- YOUR OBJECTIVE
State how many lines below contain the string "belt", treating case as significant. Reply with the number alone.

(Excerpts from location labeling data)
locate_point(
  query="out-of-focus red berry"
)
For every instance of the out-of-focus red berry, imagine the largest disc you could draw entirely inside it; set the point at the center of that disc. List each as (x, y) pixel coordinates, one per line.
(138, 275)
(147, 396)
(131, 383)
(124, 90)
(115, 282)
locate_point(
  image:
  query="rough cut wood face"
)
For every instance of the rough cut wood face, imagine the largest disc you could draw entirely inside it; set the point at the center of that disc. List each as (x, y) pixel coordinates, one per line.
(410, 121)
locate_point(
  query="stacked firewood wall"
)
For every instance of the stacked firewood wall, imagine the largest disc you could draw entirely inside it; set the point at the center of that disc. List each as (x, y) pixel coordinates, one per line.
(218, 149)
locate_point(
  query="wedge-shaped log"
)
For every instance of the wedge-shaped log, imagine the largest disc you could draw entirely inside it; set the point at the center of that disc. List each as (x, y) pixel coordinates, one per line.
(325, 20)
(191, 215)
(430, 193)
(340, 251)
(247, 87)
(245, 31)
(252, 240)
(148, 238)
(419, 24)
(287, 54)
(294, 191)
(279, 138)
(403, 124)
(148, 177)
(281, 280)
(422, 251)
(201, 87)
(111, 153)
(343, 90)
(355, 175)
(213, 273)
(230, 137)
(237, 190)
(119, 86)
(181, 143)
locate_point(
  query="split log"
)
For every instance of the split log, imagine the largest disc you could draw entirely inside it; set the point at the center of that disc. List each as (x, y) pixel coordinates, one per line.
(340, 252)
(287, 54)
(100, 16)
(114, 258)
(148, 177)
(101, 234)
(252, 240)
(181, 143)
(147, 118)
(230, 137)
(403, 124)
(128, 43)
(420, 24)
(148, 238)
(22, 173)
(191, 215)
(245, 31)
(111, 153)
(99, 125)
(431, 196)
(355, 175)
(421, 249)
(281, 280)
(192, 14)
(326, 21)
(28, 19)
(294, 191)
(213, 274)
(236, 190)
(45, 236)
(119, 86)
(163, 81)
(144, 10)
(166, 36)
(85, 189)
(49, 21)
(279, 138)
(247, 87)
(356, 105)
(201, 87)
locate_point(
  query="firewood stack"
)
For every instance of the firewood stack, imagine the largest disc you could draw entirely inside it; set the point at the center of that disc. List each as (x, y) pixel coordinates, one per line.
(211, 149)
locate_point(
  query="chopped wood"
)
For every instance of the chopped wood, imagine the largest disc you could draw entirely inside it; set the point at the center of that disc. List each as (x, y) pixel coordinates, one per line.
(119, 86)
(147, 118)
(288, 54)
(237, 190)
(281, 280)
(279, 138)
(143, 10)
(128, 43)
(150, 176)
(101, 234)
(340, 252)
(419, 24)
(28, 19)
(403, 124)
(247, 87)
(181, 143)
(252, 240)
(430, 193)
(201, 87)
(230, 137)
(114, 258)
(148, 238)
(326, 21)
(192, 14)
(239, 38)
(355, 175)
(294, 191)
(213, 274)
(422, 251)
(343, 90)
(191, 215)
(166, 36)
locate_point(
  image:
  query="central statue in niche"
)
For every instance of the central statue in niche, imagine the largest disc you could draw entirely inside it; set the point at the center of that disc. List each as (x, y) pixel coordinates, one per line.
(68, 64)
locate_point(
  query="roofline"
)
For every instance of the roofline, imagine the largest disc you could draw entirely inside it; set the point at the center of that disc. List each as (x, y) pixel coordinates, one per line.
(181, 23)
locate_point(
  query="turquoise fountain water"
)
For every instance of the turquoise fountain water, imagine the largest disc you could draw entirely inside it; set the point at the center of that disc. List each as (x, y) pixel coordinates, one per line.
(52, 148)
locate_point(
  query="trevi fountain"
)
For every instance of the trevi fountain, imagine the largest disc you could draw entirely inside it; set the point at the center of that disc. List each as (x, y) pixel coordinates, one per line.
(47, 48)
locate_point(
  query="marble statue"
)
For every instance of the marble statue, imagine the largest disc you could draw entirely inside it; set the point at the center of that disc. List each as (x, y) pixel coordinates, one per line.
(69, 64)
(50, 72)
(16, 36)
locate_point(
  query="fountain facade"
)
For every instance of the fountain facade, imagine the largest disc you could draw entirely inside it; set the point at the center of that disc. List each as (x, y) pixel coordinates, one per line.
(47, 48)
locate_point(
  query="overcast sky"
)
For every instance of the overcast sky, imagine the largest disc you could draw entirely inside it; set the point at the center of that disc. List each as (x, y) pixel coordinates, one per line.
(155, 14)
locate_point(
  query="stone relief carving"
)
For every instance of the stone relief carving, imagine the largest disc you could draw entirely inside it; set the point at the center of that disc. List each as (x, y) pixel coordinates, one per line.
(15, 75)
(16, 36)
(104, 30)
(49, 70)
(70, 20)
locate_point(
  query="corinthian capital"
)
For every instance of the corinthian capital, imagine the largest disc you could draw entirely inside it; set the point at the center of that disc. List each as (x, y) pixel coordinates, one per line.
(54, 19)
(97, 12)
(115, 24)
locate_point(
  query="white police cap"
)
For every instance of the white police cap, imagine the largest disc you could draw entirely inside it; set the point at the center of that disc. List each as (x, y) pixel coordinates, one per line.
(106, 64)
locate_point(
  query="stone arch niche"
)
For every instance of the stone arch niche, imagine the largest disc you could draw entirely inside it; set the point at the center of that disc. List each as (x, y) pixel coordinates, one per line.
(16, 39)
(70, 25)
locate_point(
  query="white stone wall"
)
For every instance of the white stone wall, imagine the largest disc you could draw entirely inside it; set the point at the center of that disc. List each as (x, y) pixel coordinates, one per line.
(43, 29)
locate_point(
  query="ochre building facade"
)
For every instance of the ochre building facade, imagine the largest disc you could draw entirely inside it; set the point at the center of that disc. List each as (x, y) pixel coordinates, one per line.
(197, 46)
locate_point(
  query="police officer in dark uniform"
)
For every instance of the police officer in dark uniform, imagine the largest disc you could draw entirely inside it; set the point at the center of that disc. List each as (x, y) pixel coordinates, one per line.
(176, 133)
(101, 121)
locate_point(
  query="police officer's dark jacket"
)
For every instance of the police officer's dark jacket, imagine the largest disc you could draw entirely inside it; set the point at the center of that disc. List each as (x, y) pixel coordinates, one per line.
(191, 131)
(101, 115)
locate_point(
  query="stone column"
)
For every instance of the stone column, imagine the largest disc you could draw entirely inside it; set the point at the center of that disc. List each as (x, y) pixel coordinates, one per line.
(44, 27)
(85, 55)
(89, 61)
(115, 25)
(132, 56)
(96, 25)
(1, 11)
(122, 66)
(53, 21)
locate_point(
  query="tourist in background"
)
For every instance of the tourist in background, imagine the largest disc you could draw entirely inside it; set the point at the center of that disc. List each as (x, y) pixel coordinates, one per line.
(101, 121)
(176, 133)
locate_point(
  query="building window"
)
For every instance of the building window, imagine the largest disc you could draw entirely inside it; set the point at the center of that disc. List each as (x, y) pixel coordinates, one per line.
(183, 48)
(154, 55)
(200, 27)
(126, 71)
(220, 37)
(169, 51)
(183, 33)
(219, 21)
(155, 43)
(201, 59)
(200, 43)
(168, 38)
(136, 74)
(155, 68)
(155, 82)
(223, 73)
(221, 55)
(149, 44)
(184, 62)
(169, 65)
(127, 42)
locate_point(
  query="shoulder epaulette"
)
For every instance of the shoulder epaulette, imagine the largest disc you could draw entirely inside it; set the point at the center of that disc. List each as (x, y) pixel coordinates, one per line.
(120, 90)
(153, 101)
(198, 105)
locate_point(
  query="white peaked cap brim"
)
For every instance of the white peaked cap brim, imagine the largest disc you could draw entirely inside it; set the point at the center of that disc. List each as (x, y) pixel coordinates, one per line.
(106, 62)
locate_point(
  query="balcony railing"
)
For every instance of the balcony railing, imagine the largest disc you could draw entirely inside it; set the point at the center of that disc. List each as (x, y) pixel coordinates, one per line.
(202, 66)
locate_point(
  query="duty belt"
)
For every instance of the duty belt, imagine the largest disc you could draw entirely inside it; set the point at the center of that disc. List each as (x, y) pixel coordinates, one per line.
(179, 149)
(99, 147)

- THE ANSWER
2